E. J. "Bill" Simpson (March 14, 1940 – December 16, 2019) was an American racecar driver, but is best known as a pioneer in the racing safety business with his company Simpson Performance Products. He left Simpson Performance in a controversy surrounding Dale Earnhardt's death and started Impact! Racing. 

He was inducted into the Motorsports Hall of Fame of America in 2003.

Racing career
Simpson started in drag racing and SCCA Formula racing, eventually moving up to the USAC Championship Car series.  He raced in the 1968-1974 and 1976-1977 seasons, with 52 career starts. He qualified twentieth for the 1974 Indianapolis 500, and finished thirteenth. He finished in the top ten 11 times, with his best finish in 6th position in 1970 at Milwaukee. He decided to end his racing career in 1977, because he started to think about a telephone call that he needed to make while he was practicing at Indianapolis Motor Speedway.

- [GIVEN DATA]
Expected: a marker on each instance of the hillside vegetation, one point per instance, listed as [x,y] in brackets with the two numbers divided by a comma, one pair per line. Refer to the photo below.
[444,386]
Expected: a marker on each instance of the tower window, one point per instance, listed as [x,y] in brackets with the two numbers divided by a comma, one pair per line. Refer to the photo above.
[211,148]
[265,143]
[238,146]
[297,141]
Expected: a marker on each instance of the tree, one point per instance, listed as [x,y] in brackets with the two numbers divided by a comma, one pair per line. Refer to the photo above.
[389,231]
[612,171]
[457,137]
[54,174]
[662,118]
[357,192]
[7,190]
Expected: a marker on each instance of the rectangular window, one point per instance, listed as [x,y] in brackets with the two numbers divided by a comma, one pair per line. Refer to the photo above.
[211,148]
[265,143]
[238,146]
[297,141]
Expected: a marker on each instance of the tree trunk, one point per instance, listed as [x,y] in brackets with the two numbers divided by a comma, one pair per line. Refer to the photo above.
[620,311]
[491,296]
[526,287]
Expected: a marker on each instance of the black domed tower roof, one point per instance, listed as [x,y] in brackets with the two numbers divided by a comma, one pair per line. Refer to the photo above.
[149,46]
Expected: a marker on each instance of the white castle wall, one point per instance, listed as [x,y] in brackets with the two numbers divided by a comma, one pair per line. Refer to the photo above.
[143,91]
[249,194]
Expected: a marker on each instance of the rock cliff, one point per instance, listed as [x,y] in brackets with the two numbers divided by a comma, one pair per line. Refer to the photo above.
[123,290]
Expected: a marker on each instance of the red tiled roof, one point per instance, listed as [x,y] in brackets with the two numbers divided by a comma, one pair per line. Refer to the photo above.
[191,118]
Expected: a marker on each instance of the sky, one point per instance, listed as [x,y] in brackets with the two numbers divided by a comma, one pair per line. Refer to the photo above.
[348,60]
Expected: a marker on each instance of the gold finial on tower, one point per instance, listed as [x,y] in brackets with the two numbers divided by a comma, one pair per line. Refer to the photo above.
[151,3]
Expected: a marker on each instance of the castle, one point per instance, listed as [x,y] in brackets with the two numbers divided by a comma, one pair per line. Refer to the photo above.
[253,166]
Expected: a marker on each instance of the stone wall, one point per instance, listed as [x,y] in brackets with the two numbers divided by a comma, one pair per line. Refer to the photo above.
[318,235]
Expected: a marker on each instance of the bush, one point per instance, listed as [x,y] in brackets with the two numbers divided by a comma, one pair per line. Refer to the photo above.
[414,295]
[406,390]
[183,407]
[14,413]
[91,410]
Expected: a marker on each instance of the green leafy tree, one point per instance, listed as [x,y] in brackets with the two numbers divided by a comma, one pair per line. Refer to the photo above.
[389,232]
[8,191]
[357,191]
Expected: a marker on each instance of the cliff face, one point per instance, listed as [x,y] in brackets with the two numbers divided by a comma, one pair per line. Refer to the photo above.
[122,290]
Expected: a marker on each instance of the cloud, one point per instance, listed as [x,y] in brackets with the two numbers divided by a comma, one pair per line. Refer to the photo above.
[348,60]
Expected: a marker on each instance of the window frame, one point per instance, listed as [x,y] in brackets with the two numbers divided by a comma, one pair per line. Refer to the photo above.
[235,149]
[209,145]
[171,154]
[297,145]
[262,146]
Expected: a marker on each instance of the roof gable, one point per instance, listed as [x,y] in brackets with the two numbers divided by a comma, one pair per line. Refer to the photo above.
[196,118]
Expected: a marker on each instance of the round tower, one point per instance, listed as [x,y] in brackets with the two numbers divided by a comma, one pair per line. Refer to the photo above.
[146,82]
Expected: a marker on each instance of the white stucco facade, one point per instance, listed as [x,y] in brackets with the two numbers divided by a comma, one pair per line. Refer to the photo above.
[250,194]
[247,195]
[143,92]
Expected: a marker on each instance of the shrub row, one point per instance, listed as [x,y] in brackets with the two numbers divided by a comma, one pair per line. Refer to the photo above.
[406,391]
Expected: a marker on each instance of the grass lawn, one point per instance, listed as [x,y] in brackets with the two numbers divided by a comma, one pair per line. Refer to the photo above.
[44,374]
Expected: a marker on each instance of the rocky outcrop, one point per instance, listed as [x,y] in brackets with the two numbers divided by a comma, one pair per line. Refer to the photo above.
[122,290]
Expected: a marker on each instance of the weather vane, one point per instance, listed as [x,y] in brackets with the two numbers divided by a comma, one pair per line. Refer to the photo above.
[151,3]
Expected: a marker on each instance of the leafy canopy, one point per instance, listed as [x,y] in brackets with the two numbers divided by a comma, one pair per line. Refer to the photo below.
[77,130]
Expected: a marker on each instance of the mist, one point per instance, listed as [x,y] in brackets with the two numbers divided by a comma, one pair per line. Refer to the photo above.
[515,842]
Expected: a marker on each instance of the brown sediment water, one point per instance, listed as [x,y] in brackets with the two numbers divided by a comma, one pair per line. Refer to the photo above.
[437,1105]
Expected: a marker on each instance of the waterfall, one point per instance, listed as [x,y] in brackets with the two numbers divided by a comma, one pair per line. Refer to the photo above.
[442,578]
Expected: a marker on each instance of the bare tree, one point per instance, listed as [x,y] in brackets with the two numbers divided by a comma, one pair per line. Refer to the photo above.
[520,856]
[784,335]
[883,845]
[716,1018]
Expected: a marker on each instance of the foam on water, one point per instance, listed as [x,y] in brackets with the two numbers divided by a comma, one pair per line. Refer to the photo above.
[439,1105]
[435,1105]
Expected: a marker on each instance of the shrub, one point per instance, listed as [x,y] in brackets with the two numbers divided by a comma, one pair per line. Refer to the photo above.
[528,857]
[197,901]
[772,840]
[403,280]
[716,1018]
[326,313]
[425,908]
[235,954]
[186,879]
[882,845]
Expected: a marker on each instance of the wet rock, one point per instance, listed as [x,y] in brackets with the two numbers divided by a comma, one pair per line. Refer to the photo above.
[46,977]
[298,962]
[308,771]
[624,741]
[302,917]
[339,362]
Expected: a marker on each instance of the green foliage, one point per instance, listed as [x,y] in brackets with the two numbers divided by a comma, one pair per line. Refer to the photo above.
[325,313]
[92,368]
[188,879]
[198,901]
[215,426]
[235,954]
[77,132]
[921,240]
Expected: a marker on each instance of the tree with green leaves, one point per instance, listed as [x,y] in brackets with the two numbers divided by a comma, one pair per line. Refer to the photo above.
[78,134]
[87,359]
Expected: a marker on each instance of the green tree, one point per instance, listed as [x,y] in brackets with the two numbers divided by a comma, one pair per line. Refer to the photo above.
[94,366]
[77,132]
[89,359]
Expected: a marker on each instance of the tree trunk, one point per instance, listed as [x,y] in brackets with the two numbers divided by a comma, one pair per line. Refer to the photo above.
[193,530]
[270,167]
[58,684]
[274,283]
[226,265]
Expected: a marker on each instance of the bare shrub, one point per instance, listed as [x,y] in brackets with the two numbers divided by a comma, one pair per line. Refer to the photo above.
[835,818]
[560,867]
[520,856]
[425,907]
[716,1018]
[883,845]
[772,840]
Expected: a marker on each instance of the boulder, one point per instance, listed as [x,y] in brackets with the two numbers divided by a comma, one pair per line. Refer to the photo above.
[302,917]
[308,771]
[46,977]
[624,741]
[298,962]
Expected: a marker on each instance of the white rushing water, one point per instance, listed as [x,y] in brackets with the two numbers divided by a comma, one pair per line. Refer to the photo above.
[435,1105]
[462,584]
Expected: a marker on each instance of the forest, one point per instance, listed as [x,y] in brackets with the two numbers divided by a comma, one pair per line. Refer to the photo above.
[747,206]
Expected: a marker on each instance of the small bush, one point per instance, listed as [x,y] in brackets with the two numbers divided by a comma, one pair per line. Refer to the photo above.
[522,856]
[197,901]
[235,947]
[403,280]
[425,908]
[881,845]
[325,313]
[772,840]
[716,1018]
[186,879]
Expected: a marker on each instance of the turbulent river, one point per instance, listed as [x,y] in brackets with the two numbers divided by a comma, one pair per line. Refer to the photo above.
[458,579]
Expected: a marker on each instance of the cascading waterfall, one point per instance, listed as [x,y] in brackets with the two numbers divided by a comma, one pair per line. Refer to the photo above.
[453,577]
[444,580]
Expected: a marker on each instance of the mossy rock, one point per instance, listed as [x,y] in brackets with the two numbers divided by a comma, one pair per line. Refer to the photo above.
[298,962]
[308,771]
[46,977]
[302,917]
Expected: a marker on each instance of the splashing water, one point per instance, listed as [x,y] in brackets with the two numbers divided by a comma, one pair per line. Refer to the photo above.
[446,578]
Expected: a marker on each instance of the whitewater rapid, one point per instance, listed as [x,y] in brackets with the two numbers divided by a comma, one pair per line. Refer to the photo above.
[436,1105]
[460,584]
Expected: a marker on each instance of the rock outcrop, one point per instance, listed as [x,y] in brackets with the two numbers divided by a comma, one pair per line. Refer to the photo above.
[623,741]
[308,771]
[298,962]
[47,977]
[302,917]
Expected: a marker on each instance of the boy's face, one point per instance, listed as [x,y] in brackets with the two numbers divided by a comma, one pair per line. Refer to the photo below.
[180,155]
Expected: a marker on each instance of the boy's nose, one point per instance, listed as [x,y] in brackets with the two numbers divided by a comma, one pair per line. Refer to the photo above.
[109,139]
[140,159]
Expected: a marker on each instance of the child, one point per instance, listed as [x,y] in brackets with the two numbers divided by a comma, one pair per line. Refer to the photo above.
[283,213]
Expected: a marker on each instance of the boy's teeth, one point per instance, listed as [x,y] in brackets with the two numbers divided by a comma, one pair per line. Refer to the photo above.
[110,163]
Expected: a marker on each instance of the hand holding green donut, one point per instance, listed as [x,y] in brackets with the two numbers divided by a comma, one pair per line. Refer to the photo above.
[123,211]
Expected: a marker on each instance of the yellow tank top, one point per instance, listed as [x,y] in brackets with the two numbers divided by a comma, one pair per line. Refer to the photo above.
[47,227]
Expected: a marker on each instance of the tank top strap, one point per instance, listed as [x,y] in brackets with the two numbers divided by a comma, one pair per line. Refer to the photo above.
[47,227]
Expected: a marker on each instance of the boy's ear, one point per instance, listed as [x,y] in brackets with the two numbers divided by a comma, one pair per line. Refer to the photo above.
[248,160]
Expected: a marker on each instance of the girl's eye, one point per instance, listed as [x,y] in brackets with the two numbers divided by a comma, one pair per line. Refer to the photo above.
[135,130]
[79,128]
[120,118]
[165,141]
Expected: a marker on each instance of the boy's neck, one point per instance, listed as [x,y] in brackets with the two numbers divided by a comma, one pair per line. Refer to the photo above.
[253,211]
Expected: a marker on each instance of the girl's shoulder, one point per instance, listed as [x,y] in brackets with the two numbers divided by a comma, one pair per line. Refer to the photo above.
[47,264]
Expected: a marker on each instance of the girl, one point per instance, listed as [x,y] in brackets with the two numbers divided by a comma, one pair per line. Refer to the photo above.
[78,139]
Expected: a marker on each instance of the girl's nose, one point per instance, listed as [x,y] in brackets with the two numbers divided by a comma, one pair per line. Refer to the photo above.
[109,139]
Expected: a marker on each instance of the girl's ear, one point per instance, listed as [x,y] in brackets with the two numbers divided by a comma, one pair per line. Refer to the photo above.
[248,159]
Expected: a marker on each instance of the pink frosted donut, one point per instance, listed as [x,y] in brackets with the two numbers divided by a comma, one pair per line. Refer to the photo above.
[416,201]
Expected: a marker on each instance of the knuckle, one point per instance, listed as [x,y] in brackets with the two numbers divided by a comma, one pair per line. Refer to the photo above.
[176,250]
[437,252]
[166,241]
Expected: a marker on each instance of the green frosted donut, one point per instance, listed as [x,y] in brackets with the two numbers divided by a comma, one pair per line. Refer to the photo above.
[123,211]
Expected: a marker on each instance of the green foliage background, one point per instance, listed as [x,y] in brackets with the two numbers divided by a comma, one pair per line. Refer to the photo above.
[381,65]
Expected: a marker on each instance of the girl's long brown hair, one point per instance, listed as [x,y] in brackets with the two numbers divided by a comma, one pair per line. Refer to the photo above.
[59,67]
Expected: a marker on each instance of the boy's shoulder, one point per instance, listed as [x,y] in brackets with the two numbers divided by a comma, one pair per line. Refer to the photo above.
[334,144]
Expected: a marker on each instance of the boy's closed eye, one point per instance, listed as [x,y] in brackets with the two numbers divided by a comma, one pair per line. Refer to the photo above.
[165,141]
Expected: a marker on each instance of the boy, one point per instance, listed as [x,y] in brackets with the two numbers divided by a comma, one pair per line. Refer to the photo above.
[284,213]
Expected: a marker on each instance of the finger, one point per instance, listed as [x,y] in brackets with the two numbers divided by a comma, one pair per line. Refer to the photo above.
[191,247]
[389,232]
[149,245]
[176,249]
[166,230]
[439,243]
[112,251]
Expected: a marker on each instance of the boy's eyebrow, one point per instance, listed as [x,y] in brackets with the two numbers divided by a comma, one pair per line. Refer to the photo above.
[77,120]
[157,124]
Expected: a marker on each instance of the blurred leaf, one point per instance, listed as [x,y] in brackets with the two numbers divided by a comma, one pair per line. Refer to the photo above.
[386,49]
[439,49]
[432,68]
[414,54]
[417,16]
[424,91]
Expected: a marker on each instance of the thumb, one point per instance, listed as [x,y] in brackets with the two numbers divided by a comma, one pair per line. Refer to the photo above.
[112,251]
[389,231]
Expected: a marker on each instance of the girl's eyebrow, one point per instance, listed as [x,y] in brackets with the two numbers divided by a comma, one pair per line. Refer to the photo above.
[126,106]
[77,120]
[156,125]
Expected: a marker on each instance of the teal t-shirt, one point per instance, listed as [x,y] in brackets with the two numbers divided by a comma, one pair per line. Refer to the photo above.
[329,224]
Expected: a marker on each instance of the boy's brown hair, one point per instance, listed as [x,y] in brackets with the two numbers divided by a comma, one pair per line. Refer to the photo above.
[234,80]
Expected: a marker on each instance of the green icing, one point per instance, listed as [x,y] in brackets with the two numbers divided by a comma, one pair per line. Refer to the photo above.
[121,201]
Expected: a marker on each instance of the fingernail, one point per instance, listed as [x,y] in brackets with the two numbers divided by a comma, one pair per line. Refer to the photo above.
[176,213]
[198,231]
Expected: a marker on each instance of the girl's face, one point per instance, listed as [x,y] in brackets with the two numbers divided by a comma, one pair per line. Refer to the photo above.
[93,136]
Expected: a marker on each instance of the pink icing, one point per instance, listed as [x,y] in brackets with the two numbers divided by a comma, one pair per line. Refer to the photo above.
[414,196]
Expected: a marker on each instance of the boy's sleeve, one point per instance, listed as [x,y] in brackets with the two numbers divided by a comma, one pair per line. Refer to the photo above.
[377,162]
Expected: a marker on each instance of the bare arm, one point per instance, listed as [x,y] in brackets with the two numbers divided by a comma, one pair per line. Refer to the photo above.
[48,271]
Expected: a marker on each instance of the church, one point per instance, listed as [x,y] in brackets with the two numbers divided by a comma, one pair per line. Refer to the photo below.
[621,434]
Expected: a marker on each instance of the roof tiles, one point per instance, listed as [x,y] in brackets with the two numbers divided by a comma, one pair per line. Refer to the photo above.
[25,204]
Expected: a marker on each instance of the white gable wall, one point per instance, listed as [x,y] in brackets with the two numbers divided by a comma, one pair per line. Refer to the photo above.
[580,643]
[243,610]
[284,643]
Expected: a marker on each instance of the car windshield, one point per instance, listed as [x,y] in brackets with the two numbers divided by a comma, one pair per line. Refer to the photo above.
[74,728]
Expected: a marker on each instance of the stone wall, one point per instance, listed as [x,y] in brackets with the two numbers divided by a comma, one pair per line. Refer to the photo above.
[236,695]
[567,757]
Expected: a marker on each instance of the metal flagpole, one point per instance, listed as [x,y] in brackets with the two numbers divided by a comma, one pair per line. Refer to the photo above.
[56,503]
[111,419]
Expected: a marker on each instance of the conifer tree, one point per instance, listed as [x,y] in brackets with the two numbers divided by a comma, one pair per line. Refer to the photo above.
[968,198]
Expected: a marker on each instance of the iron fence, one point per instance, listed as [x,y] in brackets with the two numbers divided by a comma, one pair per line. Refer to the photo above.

- [TASK DETAILS] Please reproduce the Bill Simpson biography from above word for word, in full.

- [TASK SOLUTION]
E. J. "Bill" Simpson (March 14, 1940 – December 16, 2019) was an American racecar driver, but is best known as a pioneer in the racing safety business with his company Simpson Performance Products. He left Simpson Performance in a controversy surrounding Dale Earnhardt's death and started Impact! Racing. 

He was inducted into the Motorsports Hall of Fame of America in 2003.

Racing career
Simpson started in drag racing and SCCA Formula racing, eventually moving up to the USAC Championship Car series.  He raced in the 1968-1974 and 1976-1977 seasons, with 52 career starts. He qualified twentieth for the 1974 Indianapolis 500, and finished thirteenth. He finished in the top ten 11 times, with his best finish in 6th position in 1970 at Milwaukee. He decided to end his racing career in 1977, because he started to think about a telephone call that he needed to make while he was practicing at Indianapolis Motor Speedway.